» **Exercise description**:
The data should be written out in full, exactly as it stands, and the pictures dropped.
== Excerpted data ==
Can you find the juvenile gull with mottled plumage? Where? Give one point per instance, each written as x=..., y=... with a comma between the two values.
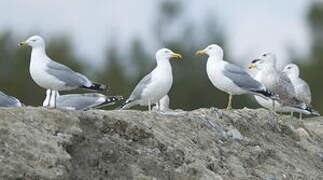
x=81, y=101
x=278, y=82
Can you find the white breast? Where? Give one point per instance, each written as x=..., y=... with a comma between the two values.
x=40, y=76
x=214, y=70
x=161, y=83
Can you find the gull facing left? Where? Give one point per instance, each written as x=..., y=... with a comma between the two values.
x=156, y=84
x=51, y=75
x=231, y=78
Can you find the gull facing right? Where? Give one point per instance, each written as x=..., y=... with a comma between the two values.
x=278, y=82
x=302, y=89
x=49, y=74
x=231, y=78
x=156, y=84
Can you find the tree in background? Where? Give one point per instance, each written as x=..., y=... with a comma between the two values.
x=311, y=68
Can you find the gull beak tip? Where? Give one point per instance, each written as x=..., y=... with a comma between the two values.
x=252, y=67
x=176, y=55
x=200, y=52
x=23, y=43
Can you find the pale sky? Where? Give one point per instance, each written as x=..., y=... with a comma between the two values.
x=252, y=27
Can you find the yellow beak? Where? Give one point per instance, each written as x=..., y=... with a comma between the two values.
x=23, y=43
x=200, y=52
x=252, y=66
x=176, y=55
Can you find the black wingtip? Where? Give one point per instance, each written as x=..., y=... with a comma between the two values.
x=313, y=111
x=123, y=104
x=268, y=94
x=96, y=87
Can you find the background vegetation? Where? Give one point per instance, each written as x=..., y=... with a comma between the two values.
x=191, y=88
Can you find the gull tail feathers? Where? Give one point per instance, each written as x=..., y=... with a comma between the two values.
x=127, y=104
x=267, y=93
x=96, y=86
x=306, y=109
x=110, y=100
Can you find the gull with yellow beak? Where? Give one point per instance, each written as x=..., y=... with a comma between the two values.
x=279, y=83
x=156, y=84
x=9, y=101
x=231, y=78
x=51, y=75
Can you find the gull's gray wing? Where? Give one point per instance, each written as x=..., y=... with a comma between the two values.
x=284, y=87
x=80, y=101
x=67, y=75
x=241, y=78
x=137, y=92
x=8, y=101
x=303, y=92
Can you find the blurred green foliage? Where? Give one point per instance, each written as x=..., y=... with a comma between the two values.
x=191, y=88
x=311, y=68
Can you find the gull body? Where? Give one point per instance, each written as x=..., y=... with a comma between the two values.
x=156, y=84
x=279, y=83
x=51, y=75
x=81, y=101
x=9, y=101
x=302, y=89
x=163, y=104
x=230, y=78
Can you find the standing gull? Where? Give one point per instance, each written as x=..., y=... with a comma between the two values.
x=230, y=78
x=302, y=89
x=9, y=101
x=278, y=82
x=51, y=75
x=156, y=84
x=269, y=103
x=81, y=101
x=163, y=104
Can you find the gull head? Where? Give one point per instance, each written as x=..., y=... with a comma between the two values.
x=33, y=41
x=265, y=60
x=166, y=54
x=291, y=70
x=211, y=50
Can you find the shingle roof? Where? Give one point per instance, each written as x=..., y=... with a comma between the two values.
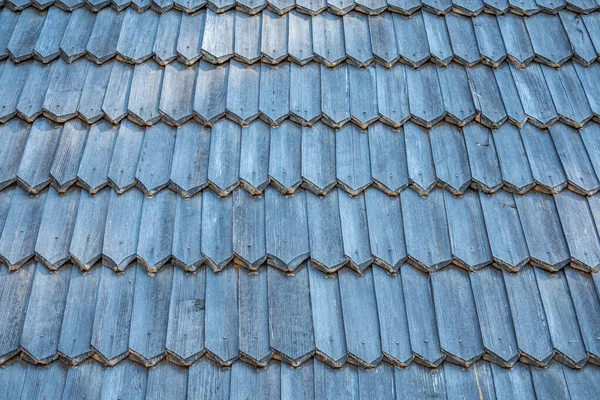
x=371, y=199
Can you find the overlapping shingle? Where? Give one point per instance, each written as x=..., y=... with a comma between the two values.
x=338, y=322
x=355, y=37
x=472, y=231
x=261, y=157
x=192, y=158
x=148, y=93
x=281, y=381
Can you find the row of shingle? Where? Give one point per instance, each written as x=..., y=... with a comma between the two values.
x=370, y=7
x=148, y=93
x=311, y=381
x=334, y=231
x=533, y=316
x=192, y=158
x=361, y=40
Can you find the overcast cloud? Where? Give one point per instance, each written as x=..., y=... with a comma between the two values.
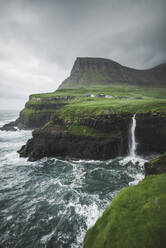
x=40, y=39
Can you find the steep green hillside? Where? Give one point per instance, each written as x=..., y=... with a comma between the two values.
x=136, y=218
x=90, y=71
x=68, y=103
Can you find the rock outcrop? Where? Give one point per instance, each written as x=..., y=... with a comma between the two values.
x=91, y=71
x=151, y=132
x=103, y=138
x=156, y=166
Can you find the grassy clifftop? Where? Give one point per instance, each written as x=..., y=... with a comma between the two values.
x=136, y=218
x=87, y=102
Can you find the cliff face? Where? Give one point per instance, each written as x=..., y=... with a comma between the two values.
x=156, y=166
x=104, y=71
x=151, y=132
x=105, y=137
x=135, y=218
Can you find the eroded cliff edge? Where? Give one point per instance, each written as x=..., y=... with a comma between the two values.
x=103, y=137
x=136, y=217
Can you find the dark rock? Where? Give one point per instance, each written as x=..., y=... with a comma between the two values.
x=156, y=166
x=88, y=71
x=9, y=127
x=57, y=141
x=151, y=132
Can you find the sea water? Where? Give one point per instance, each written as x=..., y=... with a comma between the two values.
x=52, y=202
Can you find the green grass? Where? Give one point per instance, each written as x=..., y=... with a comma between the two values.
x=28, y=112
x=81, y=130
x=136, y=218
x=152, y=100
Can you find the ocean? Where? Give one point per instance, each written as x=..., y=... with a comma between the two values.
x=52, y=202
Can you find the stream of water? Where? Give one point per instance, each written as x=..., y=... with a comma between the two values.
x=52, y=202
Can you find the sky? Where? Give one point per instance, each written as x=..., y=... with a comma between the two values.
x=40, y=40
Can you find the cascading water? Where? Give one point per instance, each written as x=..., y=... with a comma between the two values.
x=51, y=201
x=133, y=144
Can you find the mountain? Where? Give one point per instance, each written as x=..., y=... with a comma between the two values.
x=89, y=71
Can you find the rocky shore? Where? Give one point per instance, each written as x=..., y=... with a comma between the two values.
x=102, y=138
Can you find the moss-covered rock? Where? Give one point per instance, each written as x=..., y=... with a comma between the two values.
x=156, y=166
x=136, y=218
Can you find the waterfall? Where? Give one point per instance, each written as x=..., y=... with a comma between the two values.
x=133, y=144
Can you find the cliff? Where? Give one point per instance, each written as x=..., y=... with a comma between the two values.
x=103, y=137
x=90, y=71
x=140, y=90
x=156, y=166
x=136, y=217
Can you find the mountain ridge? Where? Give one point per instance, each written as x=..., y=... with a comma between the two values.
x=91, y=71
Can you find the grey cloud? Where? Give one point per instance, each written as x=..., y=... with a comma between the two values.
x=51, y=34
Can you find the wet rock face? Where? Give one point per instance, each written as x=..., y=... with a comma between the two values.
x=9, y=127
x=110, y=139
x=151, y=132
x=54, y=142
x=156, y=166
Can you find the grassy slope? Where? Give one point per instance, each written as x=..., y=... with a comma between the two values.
===
» **Answer box**:
Can you find the juvenile gull with mottled plumage? Where? Give one point per instance, each written as x=..., y=... with a comma between the two values.
x=81, y=101
x=278, y=82
Can you find the white breast? Where? Give one point per instance, each written as x=..., y=... with a comma between the two values.
x=40, y=76
x=214, y=70
x=161, y=83
Can you find the gull facing left? Where? Give one point per instance, each written as x=..., y=... with a comma between the two values.
x=156, y=84
x=51, y=75
x=231, y=78
Can you find the gull facing right? Where? Give one point per instance, each written as x=..., y=... with a comma between the two values.
x=278, y=82
x=302, y=89
x=49, y=74
x=231, y=78
x=156, y=84
Can you find the tree in background? Where? Give one point per instance, each written as x=..., y=... with a comma between the two values.
x=311, y=68
Can you find the gull beak tip? Where? Give one point per instance, each written as x=..., y=... with a comma between the two values.
x=252, y=67
x=176, y=55
x=200, y=52
x=23, y=43
Can you find the pale sky? Where? Give one point per instance, each written as x=..., y=... with a comma between the two values.
x=252, y=27
Can you find the yellow beak? Where? Give one point per instance, each written as x=..., y=... with a comma between the two values.
x=23, y=43
x=200, y=52
x=252, y=66
x=176, y=55
Can you find the black wingtip? Where? Give one point per instance, each written as x=..., y=... with a comma between the two values.
x=313, y=111
x=123, y=104
x=268, y=94
x=96, y=87
Can you find the background vegetation? Where? Give one point per instance, each written as x=..., y=... with a comma between the two values.
x=191, y=88
Can you find the gull tail feathers? Where? Give one point per instance, each written as x=..., y=... with a comma between the two values.
x=127, y=104
x=267, y=93
x=96, y=86
x=306, y=109
x=110, y=100
Can you find the gull with yellow beak? Where? Give one point per instance, each written as x=..., y=... with a comma between the two values.
x=279, y=83
x=156, y=84
x=9, y=101
x=231, y=78
x=51, y=75
Can you find the gull's gray wing? Where? Give one point per instance, each written as x=..., y=... with a comma between the two values.
x=284, y=87
x=80, y=101
x=67, y=75
x=241, y=78
x=137, y=92
x=8, y=101
x=303, y=92
Can you find the blurred green foliage? Where? Give one point per instance, each written as x=..., y=... with a comma between the two values.
x=191, y=88
x=311, y=68
Can you find the gull body? Where? Give one point per instance, each written as x=..., y=... with a comma between the two values.
x=156, y=84
x=279, y=83
x=51, y=75
x=81, y=101
x=9, y=101
x=302, y=89
x=163, y=104
x=230, y=78
Can you find the standing gull? Where? Give one point per instance, each written as x=..., y=... with a comma between the two values.
x=230, y=78
x=302, y=89
x=9, y=101
x=278, y=82
x=51, y=75
x=156, y=84
x=269, y=103
x=81, y=101
x=163, y=104
Can you find the gull head? Where? Give one point per instance, each written as x=..., y=... with a comma between the two values.
x=33, y=41
x=265, y=60
x=166, y=54
x=291, y=70
x=211, y=50
Can you find the shingle roof? Where? Give one point per instance, each written as x=..., y=... with a comma between the two values.
x=371, y=199
Can you find the overlapping shingle? Where? Give one point per instance, each written as x=..., y=... with a comma between the two values.
x=338, y=322
x=355, y=37
x=472, y=231
x=261, y=157
x=192, y=158
x=148, y=93
x=281, y=381
Can you find the row of shingle? Where? Give one point per instance, each written as x=..., y=... with a comma between the two values.
x=370, y=7
x=148, y=93
x=311, y=381
x=334, y=231
x=533, y=316
x=192, y=158
x=361, y=40
Can you find the overcast cloud? Where? Give one point per instance, each written as x=..., y=... with a comma between the two values.
x=40, y=39
Can you find the steep green hillside? Where? Give one point per instance, each written as x=..., y=... with a comma between the two values.
x=136, y=218
x=90, y=71
x=68, y=103
Can you find the rock outcrop? Where? Give one point per instance, each written as x=..., y=... with a comma between the two values.
x=91, y=71
x=151, y=132
x=103, y=138
x=156, y=166
Can you find the grassy clifftop? Where? Give one point per instance, each written as x=..., y=... with a comma between the two values.
x=136, y=218
x=87, y=102
Can you find the cliff face? Where? Give one point per instance, each written as x=..., y=... with a comma between the two values.
x=156, y=166
x=104, y=71
x=151, y=132
x=105, y=137
x=135, y=218
Can you find the eroded cliff edge? Where? Give one point per instance, each written as x=..., y=... with a comma between the two values.
x=103, y=137
x=136, y=217
Can you find the dark rock? Where? Give one point per instance, each written as x=..., y=... with a comma between the two values.
x=156, y=166
x=88, y=71
x=9, y=127
x=57, y=141
x=151, y=132
Can you find the sea water? Where? Give one point per instance, each written as x=..., y=... with a comma between the two values.
x=52, y=202
Can you find the green grass? Where? Give one point per instance, each written as x=..., y=... with a comma between the two values.
x=28, y=112
x=81, y=130
x=136, y=218
x=152, y=100
Can you find the ocean? Where? Give one point per instance, each written as x=..., y=... with a comma between the two values.
x=52, y=202
Can you find the stream of water? Where? Give one point per instance, each written as x=..., y=... with a comma between the two values.
x=52, y=202
Can you find the sky? Where? Give one point per instance, each written as x=..., y=... with a comma between the two values.
x=40, y=40
Can you find the cascading water? Where? Give one point per instance, each written as x=..., y=... with a comma between the two values.
x=51, y=201
x=133, y=144
Can you find the mountain? Where? Give one point per instance, each written as x=..., y=... with a comma between the two values.
x=89, y=71
Can you find the rocky shore? Where? Give one point per instance, each written as x=..., y=... with a comma between the two values.
x=102, y=138
Can you find the moss-covered rock? Where? Give one point per instance, each written as x=..., y=... with a comma between the two values.
x=156, y=166
x=136, y=218
Can you find the waterfall? Where? Give one point per instance, each written as x=..., y=... with a comma between the two values.
x=133, y=144
Can you find the cliff? Where? Give one point per instance, each written as x=..., y=... with a comma between the two values.
x=103, y=137
x=90, y=71
x=140, y=90
x=156, y=166
x=136, y=217
Can you find the mountain ridge? Where? Give one point per instance, each written as x=..., y=... with a comma between the two values.
x=91, y=71
Can you find the grey cloud? Where? Give one point per instance, each written as x=..., y=... with a comma between the two values.
x=51, y=34
Can you find the wet rock face? Where? Give one point per instance, each written as x=..., y=... with a comma between the two values.
x=9, y=127
x=110, y=139
x=151, y=132
x=54, y=142
x=156, y=166
Can you find the grassy slope? Where? Give one point per instance, each written as x=..., y=... with a comma between the two values.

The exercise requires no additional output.